» Material for this exercise:
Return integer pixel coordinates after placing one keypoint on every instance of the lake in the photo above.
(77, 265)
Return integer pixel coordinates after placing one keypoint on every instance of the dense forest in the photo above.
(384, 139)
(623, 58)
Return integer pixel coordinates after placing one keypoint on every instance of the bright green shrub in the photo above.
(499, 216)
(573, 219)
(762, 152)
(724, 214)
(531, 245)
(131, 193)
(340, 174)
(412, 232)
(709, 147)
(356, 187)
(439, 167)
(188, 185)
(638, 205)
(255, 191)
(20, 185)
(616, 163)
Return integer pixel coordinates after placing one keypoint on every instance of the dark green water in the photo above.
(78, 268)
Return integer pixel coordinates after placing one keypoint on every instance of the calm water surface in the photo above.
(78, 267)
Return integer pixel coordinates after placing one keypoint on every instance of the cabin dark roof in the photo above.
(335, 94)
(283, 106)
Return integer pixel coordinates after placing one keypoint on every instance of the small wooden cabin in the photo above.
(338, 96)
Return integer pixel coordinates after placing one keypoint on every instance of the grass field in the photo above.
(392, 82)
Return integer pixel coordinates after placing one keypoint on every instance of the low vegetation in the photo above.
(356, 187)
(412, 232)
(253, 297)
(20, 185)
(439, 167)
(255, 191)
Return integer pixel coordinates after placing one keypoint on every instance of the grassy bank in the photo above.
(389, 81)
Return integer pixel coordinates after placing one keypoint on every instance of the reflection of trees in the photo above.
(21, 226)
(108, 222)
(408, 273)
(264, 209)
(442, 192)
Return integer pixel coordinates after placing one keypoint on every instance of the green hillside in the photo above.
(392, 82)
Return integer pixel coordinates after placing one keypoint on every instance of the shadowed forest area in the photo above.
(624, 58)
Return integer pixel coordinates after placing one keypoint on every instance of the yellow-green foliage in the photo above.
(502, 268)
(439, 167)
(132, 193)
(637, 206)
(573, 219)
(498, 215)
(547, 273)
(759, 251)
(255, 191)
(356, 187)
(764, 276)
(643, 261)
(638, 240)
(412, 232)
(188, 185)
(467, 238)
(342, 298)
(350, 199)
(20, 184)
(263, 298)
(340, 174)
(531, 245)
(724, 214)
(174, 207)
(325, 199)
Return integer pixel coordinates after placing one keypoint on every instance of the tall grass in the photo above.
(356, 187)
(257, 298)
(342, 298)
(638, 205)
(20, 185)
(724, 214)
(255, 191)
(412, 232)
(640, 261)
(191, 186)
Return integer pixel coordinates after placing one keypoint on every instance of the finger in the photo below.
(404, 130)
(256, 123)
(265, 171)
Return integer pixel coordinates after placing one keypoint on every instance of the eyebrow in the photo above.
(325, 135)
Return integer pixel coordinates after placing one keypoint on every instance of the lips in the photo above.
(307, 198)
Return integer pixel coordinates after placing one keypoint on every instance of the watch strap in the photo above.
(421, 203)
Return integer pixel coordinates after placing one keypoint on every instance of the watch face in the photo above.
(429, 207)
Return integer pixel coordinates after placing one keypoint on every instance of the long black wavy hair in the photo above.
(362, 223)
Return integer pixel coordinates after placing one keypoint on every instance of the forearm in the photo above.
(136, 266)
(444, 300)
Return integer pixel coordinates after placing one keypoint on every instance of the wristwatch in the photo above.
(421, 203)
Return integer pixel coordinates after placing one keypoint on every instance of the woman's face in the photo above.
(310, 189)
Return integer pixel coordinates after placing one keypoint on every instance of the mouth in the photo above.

» Objective: Restate the data above word for word.

» Response below:
Return integer pixel coordinates after placing one keypoint on every instance of the lake in the photo above.
(77, 265)
Return integer pixel coordinates after placing one keypoint on every instance of the dense forest in the photo above.
(384, 139)
(623, 58)
Return integer pixel coordinates after placing one keypoint on every instance of the bright green shrub in the photo above.
(499, 216)
(573, 219)
(762, 152)
(724, 214)
(531, 245)
(131, 193)
(340, 174)
(412, 232)
(709, 147)
(356, 187)
(439, 167)
(188, 185)
(638, 205)
(255, 191)
(20, 185)
(616, 163)
Return integer pixel coordinates after placing one keypoint on every instance of the dark green water in the photo above.
(78, 268)
Return integer pixel coordinates after placing one keypoint on every instance of the calm water surface in the photo above.
(78, 267)
Return integer pixel coordinates after placing one keypoint on every instance of the cabin dark roof in the photo above.
(335, 94)
(283, 106)
Return integer pixel coordinates after placing one keypoint on every instance of the small wooden cabin in the photo above.
(338, 96)
Return integer pixel coordinates after placing one keypoint on every instance of the grass field in the photo above.
(392, 82)
Return integer pixel coordinates after placing one keypoint on every instance of the low vegetation in the photo above.
(356, 187)
(412, 232)
(253, 297)
(20, 185)
(439, 167)
(255, 191)
Return integer pixel coordinates after placing one keypoint on every instance of the grassy bank in the photo above.
(389, 81)
Return integer pixel coordinates after placing one keypoint on every instance of the reflection of trees in the photo above.
(21, 226)
(108, 222)
(408, 273)
(264, 209)
(442, 192)
Return integer pixel coordinates after placing one keypoint on every instance of the green hillside in the photo above.
(392, 82)
Return integer pixel coordinates after placing one keypoint on every instance of the shadowed forest area in the photo above.
(624, 58)
Return integer pixel coordinates after placing one keypoint on every instance of the yellow-green foliage in the photo above.
(502, 268)
(439, 167)
(132, 193)
(637, 206)
(573, 219)
(498, 215)
(547, 273)
(759, 251)
(255, 191)
(356, 187)
(764, 276)
(643, 261)
(638, 240)
(412, 232)
(188, 185)
(467, 238)
(342, 298)
(350, 199)
(20, 184)
(263, 298)
(340, 174)
(531, 245)
(724, 214)
(174, 207)
(325, 199)
Return integer pixel coordinates after placing one keypoint on every instance of the tall grass in the photo above.
(356, 187)
(257, 298)
(342, 298)
(638, 205)
(20, 185)
(724, 214)
(255, 191)
(412, 232)
(640, 261)
(191, 186)
Return integer pixel coordinates after placing one keypoint on every instance of the finger in the photo below.
(404, 130)
(256, 123)
(265, 171)
Return integer pixel coordinates after placing one keypoint on every instance of the eyebrow in the photo above.
(325, 135)
Return integer pixel coordinates after placing one keypoint on every instance of the lips in the photo above.
(307, 198)
Return integer pixel coordinates after placing one keypoint on every instance of the watch strap in the photo above.
(421, 203)
Return integer pixel coordinates after placing one keypoint on every instance of the watch face in the photo above.
(429, 207)
Return integer pixel coordinates after placing one keypoint on every instance of the long black wavy hair in the photo above.
(362, 223)
Return integer pixel coordinates after placing one keypoint on every instance of the forearm in the photo above.
(136, 266)
(444, 300)
Return integer pixel coordinates after placing one keypoint on every instance of the wristwatch in the photo above.
(421, 203)
Return integer pixel coordinates after placing one keypoint on every instance of the woman's face in the photo above.
(310, 189)
Return integer pixel coordinates after placing one keypoint on every instance of the mouth in the photo above.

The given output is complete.